Written request A :: Convert the records between the line containing "[output] one dot per instance, form <point>216,165</point>." and the line containing "<point>37,94</point>", inclusive, into a numbered list, omitting blank lines.

Given text ::
Investing in foreign securities, especially in emerging markets, entails special risks, such as currency fluctuations and political uncertainties, which are described in more detail in the prospectus.

For the period ended December 31, 2018, the average annual total returns of the Wasatch Micro Cap Fund for the one-, five- and ten-year periods were 2.57%, 8.30%, and 15.51%, the returns for the Russell Microcap Index were -13.08%, 3.08%, and 11.71%. Total Expense Ratio: 1.65%.


Data shows past performance, which is not indicative of future performance. Current performance may be lower or higher than the data quoted. To obtain the most recent month-end performance data available, please click on the “Performance” tab of the individual fund under the “Our Funds” section. The Advisor may absorb certain Fund expenses, without which total return would have been lower. Investment returns and principal value will fluctuate and shares, when redeemed, may be worth more or less than their original cost.

Wasatch Funds will deduct a 2.00% redemption proceeds fee on Fund shares held 60 days or less. Performance data does not reflect the deduction of fees, including sales charges, or the taxes you would pay on fund distributions or the redemption of fund shares. Fees and taxes, if reflected, would reduce the performance quoted. Wasatch does not charge any sales fees. For more complete information including charges, risks and expenses, read the prospectus carefully.

Wasatch Funds are subject to risks, including loss of principal.


U.S. equity prices fell sharply during the final three months of the year, with the benchmark Russell Microcap Index down -22.14% for the quarter. Uncertainty about global growth, international trade and U.S. monetary policy created a hostile investment environment for equities. The Wasatch Micro Cap Fund held up slightly better than its benchmark with a decline -20.52%. For the year, we’re pleased with the Fund’s gain of 2.57%, especially since the Index was down -13.08%.

Stocks were weak from the outset of the quarter as the trade dispute between the U.S. and China captured headlines and the yield on the 10-year Treasury bond surged above 3%. The selloff accelerated on October 4th after Federal Reserve Chairman Jerome Powell said in an interview that the Fed’s policy interest rate was “a long way from neutral.” Because the federal-funds rate is closely tied to rates on most forms of consumer debt, investors fretted that an extended series of Fed rate hikes might crimp household spending and slow economic growth. Worries eased somewhat in late November when Mr. Powell attempted to walk back his previous remarks, saying in a speech that interest rates “remain just below the broad range of estimates of the level that would be neutral for the economy.”

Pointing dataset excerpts

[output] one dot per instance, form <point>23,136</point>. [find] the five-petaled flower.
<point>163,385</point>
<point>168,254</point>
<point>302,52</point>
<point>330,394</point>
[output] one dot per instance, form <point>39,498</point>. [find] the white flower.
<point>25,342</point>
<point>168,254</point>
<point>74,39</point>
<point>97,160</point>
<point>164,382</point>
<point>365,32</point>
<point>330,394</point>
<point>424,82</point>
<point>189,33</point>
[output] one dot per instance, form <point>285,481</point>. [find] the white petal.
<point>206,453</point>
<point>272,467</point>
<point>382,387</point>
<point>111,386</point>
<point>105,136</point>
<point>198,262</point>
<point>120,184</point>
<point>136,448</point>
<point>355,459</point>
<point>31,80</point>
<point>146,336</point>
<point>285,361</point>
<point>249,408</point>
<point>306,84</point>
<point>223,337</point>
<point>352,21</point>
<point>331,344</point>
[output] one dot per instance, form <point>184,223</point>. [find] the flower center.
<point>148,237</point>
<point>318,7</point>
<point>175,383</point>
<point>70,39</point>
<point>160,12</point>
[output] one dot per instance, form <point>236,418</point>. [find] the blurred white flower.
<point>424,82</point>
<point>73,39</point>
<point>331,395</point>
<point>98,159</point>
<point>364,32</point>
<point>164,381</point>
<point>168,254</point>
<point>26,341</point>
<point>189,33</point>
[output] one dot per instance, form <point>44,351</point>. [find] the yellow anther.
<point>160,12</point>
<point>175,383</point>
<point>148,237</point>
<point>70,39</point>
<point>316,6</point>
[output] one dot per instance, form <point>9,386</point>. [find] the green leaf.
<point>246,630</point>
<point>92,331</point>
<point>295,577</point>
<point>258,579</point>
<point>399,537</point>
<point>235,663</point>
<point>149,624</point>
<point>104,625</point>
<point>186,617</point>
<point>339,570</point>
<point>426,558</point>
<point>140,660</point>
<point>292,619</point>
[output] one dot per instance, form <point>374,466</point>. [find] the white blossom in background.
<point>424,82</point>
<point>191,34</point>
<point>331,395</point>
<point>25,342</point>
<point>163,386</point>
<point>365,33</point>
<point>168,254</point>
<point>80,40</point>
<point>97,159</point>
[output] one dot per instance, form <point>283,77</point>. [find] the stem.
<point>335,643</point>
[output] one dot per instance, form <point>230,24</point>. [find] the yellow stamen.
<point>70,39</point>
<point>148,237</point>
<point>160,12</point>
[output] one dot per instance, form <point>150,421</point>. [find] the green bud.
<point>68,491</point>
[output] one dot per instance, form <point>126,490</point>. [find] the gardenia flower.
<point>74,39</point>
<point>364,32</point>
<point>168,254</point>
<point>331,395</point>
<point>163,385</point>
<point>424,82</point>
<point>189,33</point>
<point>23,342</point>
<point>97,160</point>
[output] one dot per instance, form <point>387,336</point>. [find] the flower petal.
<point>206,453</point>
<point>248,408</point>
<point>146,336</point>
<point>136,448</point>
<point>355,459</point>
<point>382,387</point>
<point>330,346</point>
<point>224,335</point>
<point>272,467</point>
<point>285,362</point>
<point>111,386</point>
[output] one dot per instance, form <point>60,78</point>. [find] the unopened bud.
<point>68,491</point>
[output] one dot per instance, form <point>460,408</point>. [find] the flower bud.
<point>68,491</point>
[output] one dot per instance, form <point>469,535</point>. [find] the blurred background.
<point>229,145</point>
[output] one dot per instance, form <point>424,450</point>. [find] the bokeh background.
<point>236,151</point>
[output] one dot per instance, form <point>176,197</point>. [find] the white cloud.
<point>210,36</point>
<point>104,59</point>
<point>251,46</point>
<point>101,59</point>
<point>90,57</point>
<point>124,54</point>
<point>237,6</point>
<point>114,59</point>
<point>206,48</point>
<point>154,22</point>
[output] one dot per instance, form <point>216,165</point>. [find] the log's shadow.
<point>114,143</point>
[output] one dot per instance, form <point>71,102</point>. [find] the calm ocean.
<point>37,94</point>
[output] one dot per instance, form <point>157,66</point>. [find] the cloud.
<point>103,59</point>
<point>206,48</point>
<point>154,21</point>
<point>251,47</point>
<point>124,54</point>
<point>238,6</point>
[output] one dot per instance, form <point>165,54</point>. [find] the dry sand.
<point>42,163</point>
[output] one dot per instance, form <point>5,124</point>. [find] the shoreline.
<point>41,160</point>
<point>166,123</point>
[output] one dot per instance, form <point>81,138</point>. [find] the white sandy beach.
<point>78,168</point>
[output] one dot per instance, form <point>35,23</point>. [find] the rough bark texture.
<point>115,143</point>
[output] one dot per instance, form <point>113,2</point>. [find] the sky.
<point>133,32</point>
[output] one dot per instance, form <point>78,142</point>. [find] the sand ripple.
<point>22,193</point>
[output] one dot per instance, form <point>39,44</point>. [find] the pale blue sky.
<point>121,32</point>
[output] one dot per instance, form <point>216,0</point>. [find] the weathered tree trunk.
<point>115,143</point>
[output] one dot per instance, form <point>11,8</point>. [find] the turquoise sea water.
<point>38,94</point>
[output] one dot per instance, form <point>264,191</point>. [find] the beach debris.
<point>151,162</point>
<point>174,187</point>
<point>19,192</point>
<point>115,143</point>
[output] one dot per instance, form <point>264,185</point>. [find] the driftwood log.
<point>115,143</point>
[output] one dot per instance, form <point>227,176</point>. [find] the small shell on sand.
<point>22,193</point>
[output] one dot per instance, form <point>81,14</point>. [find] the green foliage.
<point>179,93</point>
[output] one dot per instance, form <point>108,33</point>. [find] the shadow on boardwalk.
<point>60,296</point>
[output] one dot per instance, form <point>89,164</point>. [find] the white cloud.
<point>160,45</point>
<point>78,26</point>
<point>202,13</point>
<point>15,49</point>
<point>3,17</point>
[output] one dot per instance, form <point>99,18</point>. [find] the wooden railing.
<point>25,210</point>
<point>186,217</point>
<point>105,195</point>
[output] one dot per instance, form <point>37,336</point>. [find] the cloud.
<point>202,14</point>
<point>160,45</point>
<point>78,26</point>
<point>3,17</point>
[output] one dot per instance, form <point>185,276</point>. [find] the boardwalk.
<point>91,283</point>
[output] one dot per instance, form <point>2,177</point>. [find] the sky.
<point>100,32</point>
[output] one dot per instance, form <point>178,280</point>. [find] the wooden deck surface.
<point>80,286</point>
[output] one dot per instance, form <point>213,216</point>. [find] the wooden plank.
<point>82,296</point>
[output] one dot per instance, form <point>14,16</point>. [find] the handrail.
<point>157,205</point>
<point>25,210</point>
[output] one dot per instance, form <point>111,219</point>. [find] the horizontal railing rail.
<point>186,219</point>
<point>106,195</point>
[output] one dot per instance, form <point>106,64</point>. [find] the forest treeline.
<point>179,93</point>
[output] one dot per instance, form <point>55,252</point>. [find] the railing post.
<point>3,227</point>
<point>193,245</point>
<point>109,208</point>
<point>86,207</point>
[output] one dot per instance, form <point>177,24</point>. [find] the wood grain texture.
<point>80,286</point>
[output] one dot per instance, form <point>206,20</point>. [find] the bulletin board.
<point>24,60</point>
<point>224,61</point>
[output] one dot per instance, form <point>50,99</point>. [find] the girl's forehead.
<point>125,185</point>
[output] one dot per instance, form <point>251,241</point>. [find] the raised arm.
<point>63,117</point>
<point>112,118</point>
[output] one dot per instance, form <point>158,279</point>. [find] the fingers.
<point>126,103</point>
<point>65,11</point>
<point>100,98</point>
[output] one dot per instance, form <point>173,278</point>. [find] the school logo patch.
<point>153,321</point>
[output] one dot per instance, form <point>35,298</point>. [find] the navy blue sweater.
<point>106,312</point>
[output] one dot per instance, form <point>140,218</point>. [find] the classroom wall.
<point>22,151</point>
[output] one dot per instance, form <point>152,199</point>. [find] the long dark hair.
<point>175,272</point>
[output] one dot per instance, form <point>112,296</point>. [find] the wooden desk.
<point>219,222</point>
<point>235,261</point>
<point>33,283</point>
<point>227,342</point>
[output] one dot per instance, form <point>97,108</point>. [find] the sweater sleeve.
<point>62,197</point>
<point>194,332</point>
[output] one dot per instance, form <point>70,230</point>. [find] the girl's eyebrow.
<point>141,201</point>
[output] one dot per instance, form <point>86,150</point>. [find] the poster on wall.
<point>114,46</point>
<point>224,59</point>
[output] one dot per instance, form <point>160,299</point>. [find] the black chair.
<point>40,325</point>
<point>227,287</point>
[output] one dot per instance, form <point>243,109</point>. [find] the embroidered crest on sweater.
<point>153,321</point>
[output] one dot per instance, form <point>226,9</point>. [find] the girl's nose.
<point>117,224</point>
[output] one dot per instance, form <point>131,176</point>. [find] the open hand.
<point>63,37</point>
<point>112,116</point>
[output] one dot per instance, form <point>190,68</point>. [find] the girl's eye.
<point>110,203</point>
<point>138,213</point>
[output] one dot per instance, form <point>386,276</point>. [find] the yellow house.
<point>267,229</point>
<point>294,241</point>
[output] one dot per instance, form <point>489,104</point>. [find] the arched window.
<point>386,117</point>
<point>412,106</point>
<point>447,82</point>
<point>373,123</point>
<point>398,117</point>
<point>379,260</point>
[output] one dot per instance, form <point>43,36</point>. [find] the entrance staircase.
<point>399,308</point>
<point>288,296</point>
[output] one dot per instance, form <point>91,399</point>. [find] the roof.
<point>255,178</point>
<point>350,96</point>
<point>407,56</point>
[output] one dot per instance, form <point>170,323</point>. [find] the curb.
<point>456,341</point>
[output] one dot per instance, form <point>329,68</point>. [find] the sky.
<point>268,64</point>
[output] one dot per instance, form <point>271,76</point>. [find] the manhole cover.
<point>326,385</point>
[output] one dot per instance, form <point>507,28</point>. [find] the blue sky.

Written request B :: Based on the fund commentary, decide whether each statement agrees with it, answering yes or no and quoting the words that decide it: (i) The Wasatch Micro Cap Fund has a total expense ratio of 1.65%. (ii) Wasatch charges sales fees. (iii) The redemption proceeds fee applies to Fund shares held 90 days or less.

Expected answer A ::
1. [output] one dot per instance, form <point>216,165</point>. [find] the log's shadow.
2. <point>114,143</point>
3. [output] one dot per instance, form <point>71,102</point>. [find] the calm ocean.
4. <point>37,94</point>

Expected answer B ::
(i) Yes: "Total Expense Ratio: 1.65%."
(ii) No: "Wasatch does not charge any sales fees."
(iii) No: "Wasatch Funds will deduct a 2.00% redemption proceeds fee on Fund shares held 60 days or less."